▶ **Tasks to perform**:
**a)** Translate this sentence from the passage below on India's 2017-18 labor survey into Spanish: "In rural areas 55% of total regular workers earned less than ₹10,000 a month and in urban areas, 38%."
**b)** Using the passage below on India's 2017-18 labor survey, answer yes or no for each statement and quote the words that settle it. (i) Freshly-trained youth had a lower unemployment rate than formally trained youth overall. (ii) The survey the PLFS replaces last came out in 2012. (iii) Around 12% of workers got less than ₹5,000 a month.
**c)** Extend the passage below on India's 2017-18 labor survey with a few more sentences, starting right after its final sentence.

▶ **Page excerpt**:
►
Around 33% of formally trained youth were unemployed in 2017-18, reveals the Periodic Labour Force Survey (PLFS) 2017-18 recently released by the ministry of statistics and programme implementation.
An analysis of the unit-level data from the survey says that the unemployment rate among freshly-trained youth, or those who completed their training during the previous year, was even higher at 40%.
The PLFS replaces the old employment/unemployment survey (EUS) by the National Sample Survey Office which came out last in 2012. Coming after roughly six years, the data stated that the share of workers employed in regular salaried jobs in the country's workforce rose just 5% between 2011-12 and 2017-18.
At least 45% of regular workers in India earned less than ₹10,000 a month during the survey period (2017-18); around 12% of workers got less than ₹5,000 a month, the survey data revealed.
Among regular female employees, 63% earned less than ₹10,000 a month during the same period and 32% of them were earning less than ₹5,000.
In rural areas 55% of total regular workers earned less than ₹10,000 a month and in urban areas, 38%.
◄
▶ **Given entries**:
►
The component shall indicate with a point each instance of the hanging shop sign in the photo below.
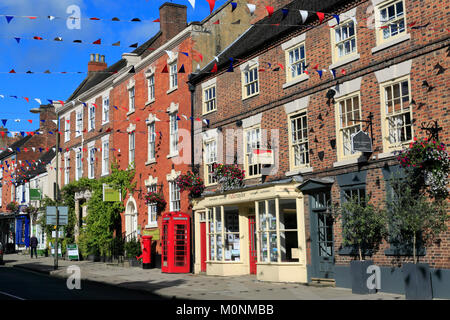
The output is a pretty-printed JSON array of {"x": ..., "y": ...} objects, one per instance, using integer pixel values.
[
  {"x": 362, "y": 142},
  {"x": 111, "y": 195}
]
◄
▶ **Results in order**:
**a)** En las zonas rurales, el 55 % del total de trabajadores regulares ganaba menos de ₹10.000 al mes, y en las zonas urbanas, el 38 %.

**b)**
(i) No: "was even higher at 40%"
(ii) Yes: "which came out last in 2012"
(iii) Yes: "around 12% of workers got less than ₹5,000 a month"

**c)**
The PLFS said that around 3% of regular workers constituted the “well-off” category earning ₹50,000- ₹1,00,000 per month as salary. Those who made over ₹1 lakh a month were just 0.2% of the country's aggregate workforce.
Self-employment was the major income source for 52.2% rural households and 32.4% urban ones.
Last year, only 1.8% of the population received formal vocational/technical training (more than half of this were youth), while 5.6% reported receiving informal vocational training (either self-taught, or on-the-job training). “But about 42% of the youth (15-29 years) who received formal technical training were not part of the labour force,” the survey said.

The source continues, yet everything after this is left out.